**** GIVEN DATA

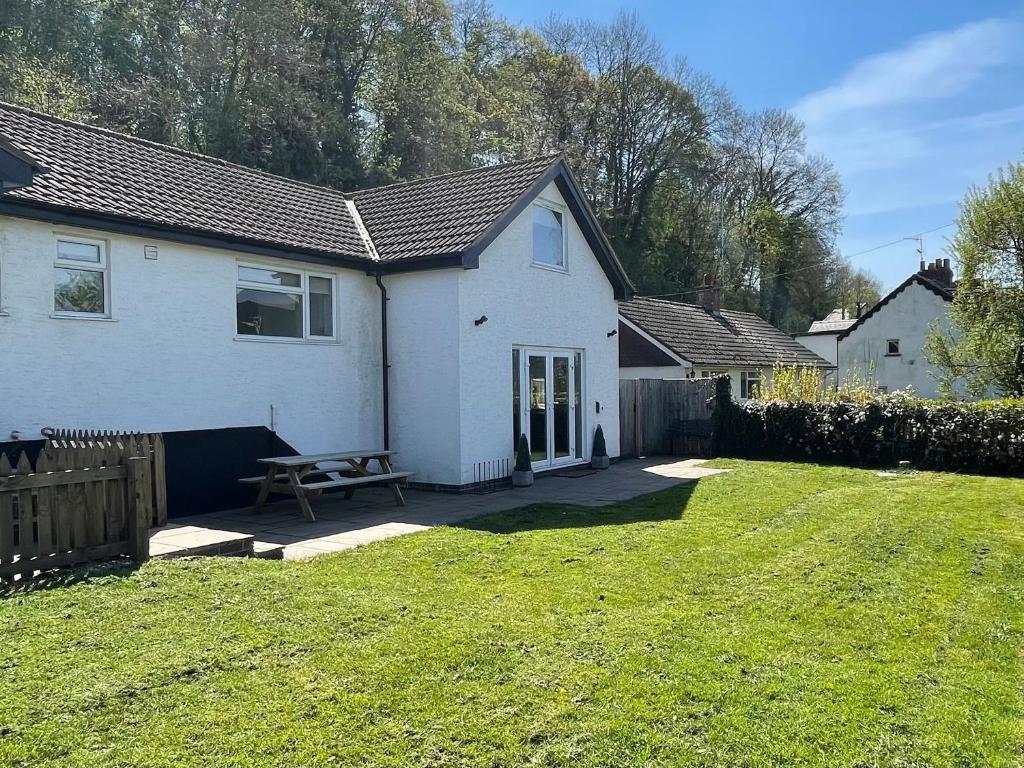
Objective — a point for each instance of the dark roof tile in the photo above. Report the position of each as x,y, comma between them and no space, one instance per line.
733,339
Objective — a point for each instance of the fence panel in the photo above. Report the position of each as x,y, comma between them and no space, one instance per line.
77,445
74,507
667,417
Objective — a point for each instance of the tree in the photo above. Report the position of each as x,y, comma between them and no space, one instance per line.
985,347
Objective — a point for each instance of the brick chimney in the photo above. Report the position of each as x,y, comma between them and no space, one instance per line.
939,272
709,296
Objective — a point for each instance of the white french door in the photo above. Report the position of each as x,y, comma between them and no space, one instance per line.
547,403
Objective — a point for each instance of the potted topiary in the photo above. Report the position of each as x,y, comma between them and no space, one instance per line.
522,475
599,457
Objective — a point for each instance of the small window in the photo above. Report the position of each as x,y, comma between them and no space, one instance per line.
80,279
549,238
750,384
284,304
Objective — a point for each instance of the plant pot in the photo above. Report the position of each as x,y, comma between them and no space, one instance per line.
521,479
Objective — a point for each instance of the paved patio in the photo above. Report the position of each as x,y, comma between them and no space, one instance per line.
280,530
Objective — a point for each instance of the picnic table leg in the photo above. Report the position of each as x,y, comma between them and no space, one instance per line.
300,495
264,489
393,484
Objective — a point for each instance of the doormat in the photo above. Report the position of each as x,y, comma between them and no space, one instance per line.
571,473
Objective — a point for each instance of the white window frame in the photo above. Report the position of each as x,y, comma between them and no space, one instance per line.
302,290
103,265
560,210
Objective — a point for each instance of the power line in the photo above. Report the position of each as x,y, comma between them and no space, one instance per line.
815,266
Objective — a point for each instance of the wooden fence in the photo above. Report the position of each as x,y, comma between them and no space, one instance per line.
665,417
73,507
68,444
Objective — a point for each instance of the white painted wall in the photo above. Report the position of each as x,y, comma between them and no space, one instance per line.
907,317
822,345
168,358
527,305
424,350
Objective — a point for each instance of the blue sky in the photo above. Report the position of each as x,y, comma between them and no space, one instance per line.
913,101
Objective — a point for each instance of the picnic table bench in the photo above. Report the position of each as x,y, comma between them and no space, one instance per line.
286,474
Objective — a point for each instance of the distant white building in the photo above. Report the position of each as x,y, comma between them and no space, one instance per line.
887,343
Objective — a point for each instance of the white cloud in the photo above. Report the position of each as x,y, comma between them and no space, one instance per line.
931,67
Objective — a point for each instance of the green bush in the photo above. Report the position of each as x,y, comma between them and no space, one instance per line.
983,437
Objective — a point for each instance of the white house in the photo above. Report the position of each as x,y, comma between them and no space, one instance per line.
662,339
146,288
888,341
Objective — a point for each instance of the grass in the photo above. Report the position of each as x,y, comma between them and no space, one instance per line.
778,614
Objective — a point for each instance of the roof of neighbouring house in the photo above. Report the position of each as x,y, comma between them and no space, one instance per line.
834,323
728,339
916,279
100,178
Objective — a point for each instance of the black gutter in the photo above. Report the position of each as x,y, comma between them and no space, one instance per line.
385,366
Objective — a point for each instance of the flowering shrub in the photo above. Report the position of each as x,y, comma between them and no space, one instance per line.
985,437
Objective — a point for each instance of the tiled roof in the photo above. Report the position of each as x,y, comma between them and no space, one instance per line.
443,215
110,174
943,293
732,339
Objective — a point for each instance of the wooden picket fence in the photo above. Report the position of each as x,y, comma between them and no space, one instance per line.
74,506
77,445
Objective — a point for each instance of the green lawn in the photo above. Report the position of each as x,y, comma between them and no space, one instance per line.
778,614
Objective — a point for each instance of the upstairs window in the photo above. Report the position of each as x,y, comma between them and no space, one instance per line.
81,285
285,304
549,237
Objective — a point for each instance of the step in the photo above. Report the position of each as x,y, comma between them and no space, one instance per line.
195,541
268,551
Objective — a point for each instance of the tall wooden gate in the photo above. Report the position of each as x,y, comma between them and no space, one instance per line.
665,417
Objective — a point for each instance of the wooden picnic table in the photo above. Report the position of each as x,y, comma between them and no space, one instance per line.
286,474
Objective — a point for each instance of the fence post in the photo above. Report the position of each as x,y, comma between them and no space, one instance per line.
139,507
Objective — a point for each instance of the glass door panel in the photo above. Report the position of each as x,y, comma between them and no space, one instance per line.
538,398
561,407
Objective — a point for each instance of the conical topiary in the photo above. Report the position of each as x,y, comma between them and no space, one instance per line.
522,460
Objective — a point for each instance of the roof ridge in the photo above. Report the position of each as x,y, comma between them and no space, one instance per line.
464,171
167,147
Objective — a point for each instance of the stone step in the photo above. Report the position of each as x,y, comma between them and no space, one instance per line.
268,551
194,541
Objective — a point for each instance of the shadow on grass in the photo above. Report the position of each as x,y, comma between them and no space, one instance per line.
48,580
656,507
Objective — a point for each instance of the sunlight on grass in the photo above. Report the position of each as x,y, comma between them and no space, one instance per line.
778,614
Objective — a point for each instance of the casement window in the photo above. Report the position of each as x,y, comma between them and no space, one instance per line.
750,384
81,279
549,237
296,304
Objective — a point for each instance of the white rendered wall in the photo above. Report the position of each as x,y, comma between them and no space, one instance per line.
528,305
907,317
423,347
822,345
169,357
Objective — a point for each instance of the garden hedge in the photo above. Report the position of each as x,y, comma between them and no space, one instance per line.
982,437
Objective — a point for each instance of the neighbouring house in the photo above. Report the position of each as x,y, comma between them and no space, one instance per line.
659,339
822,337
147,288
886,345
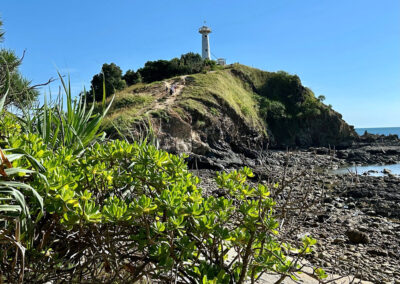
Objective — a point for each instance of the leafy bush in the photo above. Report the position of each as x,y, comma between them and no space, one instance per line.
189,63
120,212
123,212
131,77
20,91
109,78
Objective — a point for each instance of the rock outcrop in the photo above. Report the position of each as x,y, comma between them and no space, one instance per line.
229,117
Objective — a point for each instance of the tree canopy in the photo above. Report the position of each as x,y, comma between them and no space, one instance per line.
20,91
111,75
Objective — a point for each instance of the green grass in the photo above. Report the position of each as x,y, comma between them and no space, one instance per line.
209,93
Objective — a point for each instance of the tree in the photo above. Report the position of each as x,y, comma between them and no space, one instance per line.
20,91
191,63
131,77
158,70
111,75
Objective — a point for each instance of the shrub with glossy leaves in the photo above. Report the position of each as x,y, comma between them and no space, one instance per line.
122,212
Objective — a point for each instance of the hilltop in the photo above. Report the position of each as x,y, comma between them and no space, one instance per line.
220,114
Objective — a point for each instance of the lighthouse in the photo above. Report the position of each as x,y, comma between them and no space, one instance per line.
205,44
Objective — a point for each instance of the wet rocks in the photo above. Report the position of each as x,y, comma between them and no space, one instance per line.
357,237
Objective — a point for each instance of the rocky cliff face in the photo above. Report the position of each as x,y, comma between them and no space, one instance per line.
228,117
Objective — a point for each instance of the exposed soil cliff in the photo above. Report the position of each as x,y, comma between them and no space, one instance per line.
227,117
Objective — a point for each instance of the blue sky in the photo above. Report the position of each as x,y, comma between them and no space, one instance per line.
348,51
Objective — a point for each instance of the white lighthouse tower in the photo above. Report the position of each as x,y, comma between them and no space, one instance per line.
205,50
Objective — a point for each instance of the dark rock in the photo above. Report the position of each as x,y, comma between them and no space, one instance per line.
377,252
357,237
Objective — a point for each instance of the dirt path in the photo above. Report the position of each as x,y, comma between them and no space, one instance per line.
166,100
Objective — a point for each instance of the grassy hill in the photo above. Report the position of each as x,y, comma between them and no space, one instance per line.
236,108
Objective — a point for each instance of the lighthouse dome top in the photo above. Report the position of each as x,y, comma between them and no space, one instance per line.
204,30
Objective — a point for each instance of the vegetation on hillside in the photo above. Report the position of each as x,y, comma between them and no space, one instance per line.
152,71
271,102
117,212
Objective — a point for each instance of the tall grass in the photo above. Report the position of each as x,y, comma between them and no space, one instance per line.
75,127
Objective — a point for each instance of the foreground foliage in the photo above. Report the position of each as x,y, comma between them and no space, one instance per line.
20,91
85,210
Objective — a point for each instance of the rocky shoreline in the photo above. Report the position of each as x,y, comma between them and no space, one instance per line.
356,218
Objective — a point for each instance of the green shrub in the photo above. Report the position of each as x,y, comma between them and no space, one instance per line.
125,211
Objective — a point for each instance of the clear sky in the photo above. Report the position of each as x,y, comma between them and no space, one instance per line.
347,50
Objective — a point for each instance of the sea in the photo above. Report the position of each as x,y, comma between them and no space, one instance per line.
375,170
379,130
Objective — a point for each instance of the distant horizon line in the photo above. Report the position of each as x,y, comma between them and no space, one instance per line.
377,127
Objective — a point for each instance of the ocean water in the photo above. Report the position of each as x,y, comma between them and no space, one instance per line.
379,130
378,169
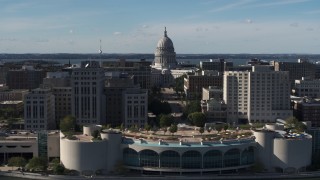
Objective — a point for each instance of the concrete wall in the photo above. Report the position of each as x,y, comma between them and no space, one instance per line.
83,156
264,139
292,153
53,145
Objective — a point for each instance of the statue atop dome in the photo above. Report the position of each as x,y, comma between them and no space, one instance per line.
165,56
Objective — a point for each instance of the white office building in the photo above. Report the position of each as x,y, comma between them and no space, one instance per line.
39,110
260,95
88,100
135,107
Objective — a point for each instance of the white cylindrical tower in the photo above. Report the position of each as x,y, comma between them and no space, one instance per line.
264,138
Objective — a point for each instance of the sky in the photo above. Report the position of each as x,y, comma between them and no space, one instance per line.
135,26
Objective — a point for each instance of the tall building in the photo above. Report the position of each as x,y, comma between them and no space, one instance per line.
135,107
12,95
59,83
212,92
307,88
164,61
297,70
25,78
262,95
165,56
114,88
217,65
88,100
3,73
39,110
140,70
193,84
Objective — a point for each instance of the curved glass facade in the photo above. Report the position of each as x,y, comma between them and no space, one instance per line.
191,160
231,158
170,159
212,159
149,158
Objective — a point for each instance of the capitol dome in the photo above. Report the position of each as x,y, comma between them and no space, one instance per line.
165,57
165,42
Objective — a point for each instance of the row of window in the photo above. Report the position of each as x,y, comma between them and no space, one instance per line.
188,160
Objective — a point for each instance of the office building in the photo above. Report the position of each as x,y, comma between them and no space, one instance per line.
261,96
214,109
217,65
12,95
135,107
25,78
212,92
297,70
193,84
115,86
307,88
39,110
140,70
87,98
59,83
308,110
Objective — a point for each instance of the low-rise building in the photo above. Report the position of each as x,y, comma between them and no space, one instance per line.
308,110
193,84
215,110
307,88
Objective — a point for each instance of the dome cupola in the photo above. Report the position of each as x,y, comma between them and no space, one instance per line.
165,56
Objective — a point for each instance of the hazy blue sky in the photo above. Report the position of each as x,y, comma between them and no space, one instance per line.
135,26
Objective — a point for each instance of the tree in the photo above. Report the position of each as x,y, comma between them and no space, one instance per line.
165,130
68,124
209,129
166,120
197,118
17,161
225,126
147,127
201,130
37,163
173,128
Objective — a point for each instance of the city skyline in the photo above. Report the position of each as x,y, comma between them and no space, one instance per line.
216,26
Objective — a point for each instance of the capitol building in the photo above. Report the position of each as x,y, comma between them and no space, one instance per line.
165,66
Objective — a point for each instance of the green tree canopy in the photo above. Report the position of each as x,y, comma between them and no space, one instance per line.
166,120
17,161
197,118
37,163
68,124
147,127
218,127
201,130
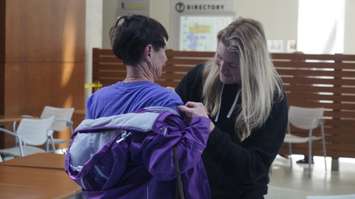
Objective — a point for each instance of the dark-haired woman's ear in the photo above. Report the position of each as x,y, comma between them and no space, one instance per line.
148,51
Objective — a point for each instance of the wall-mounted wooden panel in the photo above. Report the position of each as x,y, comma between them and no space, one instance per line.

********

* TASK DIRECTIONS: Print the listing again from the line with "Objective — a point for each instance of the green tree" through the end of the listing, both ends included, and omit the pictures.

* SOLUTION TO THIS PROBLEM:
Objective — a point for each instance of the green tree canopy in the photo above. Report the position of each as x,y, comma between them and no space, one instance per line.
166,120
17,161
197,118
37,163
68,124
147,127
218,127
201,130
Objective — a point for each instance of the dark-haired woman's ear in the photo above. Report the position of each as x,y, comma between them and no space, one instance per line.
148,51
Objective — a point for each instance of the wall-mounted wooden panel in the photo above. Report the position of each as x,y, comma between them and no space, one instance per line.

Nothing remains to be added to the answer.